BEGIN Records shown

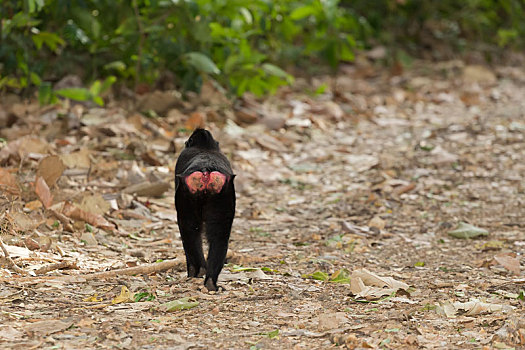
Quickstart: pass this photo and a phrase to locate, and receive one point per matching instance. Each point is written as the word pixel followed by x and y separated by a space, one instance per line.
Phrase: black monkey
pixel 205 201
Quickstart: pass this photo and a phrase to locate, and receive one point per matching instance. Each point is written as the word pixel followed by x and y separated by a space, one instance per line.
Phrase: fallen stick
pixel 137 270
pixel 56 266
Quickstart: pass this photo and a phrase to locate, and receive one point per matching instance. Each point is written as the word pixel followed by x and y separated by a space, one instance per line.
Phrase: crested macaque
pixel 205 202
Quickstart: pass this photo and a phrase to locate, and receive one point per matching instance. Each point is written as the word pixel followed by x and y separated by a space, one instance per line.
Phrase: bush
pixel 240 43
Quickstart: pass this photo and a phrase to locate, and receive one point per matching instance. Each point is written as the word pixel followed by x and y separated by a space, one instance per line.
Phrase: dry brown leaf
pixel 50 168
pixel 365 284
pixel 270 142
pixel 95 204
pixel 79 159
pixel 147 188
pixel 45 327
pixel 94 219
pixel 22 222
pixel 509 261
pixel 8 183
pixel 471 308
pixel 377 222
pixel 33 205
pixel 43 193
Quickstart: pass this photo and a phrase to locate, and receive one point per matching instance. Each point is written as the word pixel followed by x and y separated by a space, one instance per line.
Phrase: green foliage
pixel 242 44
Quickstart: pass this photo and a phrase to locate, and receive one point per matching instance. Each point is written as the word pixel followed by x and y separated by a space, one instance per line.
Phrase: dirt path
pixel 372 177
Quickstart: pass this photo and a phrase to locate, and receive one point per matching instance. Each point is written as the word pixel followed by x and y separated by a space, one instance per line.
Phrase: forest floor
pixel 351 194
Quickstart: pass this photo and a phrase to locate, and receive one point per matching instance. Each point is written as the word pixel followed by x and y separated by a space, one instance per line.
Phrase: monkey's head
pixel 202 138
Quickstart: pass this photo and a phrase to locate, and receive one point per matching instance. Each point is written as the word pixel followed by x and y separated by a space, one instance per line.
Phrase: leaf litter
pixel 349 208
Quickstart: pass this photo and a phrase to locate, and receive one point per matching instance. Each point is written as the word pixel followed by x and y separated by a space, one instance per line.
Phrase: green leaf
pixel 107 83
pixel 98 100
pixel 46 94
pixel 118 66
pixel 51 40
pixel 95 87
pixel 302 12
pixel 466 231
pixel 180 304
pixel 201 62
pixel 274 70
pixel 341 276
pixel 76 94
pixel 35 79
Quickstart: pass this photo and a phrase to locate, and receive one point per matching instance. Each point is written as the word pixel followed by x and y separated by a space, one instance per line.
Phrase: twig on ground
pixel 56 266
pixel 10 261
pixel 137 270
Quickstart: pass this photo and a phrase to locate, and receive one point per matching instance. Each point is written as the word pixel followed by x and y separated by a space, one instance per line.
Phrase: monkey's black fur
pixel 204 211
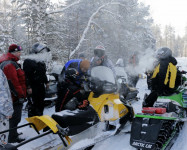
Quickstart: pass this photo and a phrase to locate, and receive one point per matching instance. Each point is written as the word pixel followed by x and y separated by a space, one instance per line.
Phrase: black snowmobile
pixel 106 116
pixel 157 127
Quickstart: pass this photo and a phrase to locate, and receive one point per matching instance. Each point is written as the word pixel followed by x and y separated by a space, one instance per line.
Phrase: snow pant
pixel 4 125
pixel 77 120
pixel 36 100
pixel 150 99
pixel 14 121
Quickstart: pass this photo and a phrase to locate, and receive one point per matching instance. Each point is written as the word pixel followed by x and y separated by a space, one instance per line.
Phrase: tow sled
pixel 106 116
pixel 156 128
pixel 38 123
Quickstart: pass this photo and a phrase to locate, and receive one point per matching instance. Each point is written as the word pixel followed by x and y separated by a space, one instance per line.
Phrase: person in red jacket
pixel 16 79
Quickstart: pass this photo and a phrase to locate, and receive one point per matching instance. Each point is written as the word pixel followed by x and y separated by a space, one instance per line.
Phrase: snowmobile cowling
pixel 152 110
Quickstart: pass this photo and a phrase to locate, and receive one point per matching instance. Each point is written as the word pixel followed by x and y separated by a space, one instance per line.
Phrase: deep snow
pixel 119 142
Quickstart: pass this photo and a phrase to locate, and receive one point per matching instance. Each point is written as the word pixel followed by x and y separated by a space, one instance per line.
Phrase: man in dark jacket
pixel 164 76
pixel 80 65
pixel 16 79
pixel 36 78
pixel 101 59
pixel 70 93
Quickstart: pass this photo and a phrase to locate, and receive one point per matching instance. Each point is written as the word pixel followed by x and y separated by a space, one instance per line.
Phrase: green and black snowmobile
pixel 157 127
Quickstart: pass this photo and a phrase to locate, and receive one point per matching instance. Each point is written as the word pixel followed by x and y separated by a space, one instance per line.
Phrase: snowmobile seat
pixel 42 122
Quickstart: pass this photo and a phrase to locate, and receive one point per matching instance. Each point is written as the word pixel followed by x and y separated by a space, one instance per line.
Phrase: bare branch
pixel 63 9
pixel 89 23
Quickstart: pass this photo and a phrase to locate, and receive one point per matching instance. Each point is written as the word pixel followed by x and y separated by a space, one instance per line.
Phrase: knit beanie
pixel 85 64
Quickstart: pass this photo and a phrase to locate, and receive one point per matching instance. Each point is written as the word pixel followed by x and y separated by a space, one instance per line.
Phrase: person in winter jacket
pixel 36 79
pixel 82 56
pixel 70 93
pixel 80 65
pixel 101 59
pixel 163 80
pixel 73 110
pixel 16 79
pixel 6 107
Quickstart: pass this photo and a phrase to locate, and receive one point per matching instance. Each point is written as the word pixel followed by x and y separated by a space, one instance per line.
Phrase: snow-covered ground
pixel 118 142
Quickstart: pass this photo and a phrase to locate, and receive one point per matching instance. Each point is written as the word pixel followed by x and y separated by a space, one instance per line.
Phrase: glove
pixel 22 100
pixel 84 104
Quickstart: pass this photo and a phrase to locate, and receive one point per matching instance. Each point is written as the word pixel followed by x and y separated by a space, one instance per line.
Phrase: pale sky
pixel 169 12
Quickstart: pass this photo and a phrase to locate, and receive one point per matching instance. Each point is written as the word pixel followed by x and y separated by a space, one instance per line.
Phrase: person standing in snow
pixel 81 56
pixel 80 65
pixel 70 82
pixel 163 80
pixel 101 59
pixel 70 93
pixel 16 79
pixel 6 107
pixel 37 82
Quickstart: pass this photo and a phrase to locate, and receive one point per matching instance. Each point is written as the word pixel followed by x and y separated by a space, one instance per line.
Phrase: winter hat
pixel 100 47
pixel 14 48
pixel 81 55
pixel 85 64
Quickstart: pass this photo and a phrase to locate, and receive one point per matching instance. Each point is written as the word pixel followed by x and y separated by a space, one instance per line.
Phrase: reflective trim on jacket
pixel 6 107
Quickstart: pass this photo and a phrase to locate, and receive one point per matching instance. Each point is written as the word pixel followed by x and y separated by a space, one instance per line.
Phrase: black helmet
pixel 71 74
pixel 39 47
pixel 99 51
pixel 163 53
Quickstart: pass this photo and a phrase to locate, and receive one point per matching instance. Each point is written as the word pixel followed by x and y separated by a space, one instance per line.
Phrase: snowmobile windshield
pixel 103 73
pixel 102 80
pixel 120 72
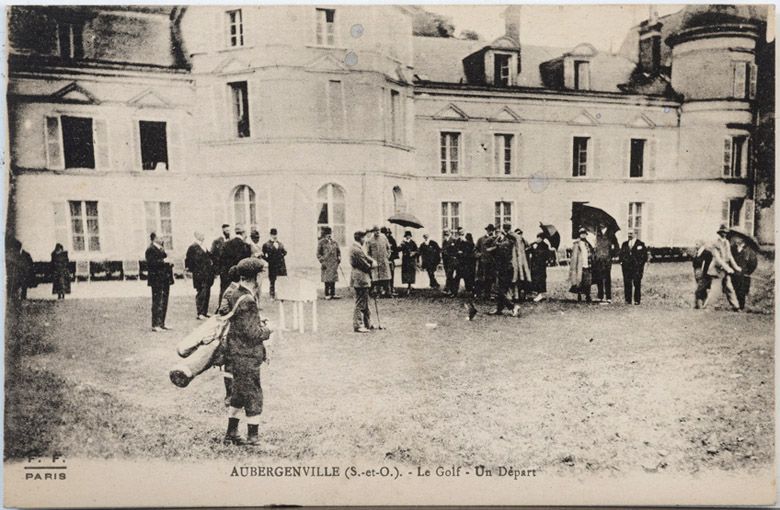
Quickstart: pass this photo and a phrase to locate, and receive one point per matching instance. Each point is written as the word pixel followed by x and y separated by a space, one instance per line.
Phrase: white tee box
pixel 295 289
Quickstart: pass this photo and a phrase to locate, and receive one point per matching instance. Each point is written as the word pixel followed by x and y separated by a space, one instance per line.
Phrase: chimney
pixel 512 22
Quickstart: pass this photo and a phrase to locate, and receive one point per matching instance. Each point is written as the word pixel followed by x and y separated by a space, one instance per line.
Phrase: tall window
pixel 581 75
pixel 70 42
pixel 636 165
pixel 580 156
pixel 501 76
pixel 235 24
pixel 502 145
pixel 326 27
pixel 331 205
pixel 396 117
pixel 450 215
pixel 450 152
pixel 336 111
pixel 635 217
pixel 735 156
pixel 84 226
pixel 745 79
pixel 503 214
pixel 244 206
pixel 154 145
pixel 159 220
pixel 240 107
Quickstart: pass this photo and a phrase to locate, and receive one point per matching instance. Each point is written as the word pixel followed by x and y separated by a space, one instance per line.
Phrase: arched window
pixel 244 206
pixel 332 211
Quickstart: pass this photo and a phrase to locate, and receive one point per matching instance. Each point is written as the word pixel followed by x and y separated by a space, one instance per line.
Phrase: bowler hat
pixel 249 267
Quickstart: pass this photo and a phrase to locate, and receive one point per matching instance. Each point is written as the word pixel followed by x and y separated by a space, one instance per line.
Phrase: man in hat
pixel 274 253
pixel 160 279
pixel 486 272
pixel 360 280
pixel 580 266
pixel 198 262
pixel 430 256
pixel 745 257
pixel 378 248
pixel 633 257
pixel 329 256
pixel 220 267
pixel 603 252
pixel 721 268
pixel 245 353
pixel 502 251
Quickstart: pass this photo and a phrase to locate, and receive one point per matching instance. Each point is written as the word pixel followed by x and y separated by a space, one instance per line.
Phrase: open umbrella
pixel 405 220
pixel 591 217
pixel 738 232
pixel 551 234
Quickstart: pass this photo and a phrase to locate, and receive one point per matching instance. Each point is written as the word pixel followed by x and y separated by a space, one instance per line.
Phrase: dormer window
pixel 581 75
pixel 502 66
pixel 70 43
pixel 326 27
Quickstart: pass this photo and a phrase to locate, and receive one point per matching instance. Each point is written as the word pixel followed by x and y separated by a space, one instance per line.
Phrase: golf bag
pixel 202 348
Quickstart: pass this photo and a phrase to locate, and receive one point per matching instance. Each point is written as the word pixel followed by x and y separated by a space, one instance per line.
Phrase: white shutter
pixel 626 157
pixel 648 220
pixel 727 156
pixel 650 156
pixel 136 148
pixel 739 78
pixel 749 210
pixel 100 139
pixel 54 152
pixel 176 160
pixel 107 228
pixel 753 80
pixel 138 219
pixel 60 209
pixel 255 107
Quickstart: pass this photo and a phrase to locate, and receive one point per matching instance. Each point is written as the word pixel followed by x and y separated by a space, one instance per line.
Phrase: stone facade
pixel 298 117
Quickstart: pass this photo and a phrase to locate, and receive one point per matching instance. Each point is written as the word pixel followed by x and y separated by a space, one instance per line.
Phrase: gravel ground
pixel 565 388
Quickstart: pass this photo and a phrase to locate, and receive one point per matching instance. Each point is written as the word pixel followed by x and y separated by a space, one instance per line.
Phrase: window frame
pixel 448 161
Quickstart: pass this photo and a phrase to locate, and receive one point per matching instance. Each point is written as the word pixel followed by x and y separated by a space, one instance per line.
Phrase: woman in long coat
pixel 329 256
pixel 60 272
pixel 409 255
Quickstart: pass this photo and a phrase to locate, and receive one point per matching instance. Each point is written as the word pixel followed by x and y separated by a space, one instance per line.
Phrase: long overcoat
pixel 329 255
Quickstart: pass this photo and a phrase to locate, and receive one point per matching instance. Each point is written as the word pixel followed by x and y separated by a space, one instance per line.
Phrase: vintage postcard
pixel 389 255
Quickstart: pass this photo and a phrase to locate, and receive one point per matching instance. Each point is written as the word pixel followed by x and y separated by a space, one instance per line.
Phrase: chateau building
pixel 124 120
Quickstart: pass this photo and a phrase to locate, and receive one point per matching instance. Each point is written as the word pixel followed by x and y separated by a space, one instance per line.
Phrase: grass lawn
pixel 565 388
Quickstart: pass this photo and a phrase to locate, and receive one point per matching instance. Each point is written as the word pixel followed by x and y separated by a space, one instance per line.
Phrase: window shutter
pixel 100 138
pixel 753 80
pixel 139 229
pixel 60 210
pixel 749 210
pixel 648 219
pixel 54 153
pixel 176 159
pixel 136 148
pixel 727 157
pixel 626 159
pixel 651 154
pixel 255 106
pixel 107 230
pixel 739 79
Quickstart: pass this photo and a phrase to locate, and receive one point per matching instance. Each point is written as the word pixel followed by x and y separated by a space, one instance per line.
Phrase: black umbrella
pixel 405 220
pixel 738 232
pixel 591 217
pixel 551 234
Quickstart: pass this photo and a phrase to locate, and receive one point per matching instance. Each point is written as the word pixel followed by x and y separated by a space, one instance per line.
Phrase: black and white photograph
pixel 382 254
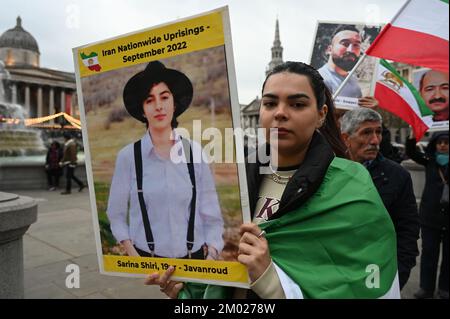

END Records shown

### [Task directions]
Omit the pictures and write out the lines above from the one with "Phrase: grass lawn" through the last, unchanged.

### [Solved problem]
Phrase: grass lawn
pixel 565 388
Quickstart: pass this photo and a phrase to locate, and receive one point per matching instance. Each point is written as the word pixel followed by x and y separated by a space, one instance per line.
Phrase: window shutter
pixel 100 138
pixel 753 80
pixel 139 229
pixel 60 210
pixel 749 210
pixel 648 219
pixel 54 153
pixel 176 159
pixel 136 148
pixel 727 157
pixel 626 159
pixel 651 154
pixel 255 106
pixel 107 230
pixel 739 79
Quickstart: pass this photo and a phrase to locate, and receive one point per matching instance. Each point is written as the word pixel followed by x and y separated by a space, one instance per line.
Phrase: black umbrella
pixel 405 220
pixel 738 232
pixel 591 217
pixel 551 234
Quickstart: pass this photo and a phrase to locate, and receive one point per matching instance. Each point is written as the word pixel followed by x and y separated by a space, one instance per line.
Phrase: black and white photograph
pixel 382 254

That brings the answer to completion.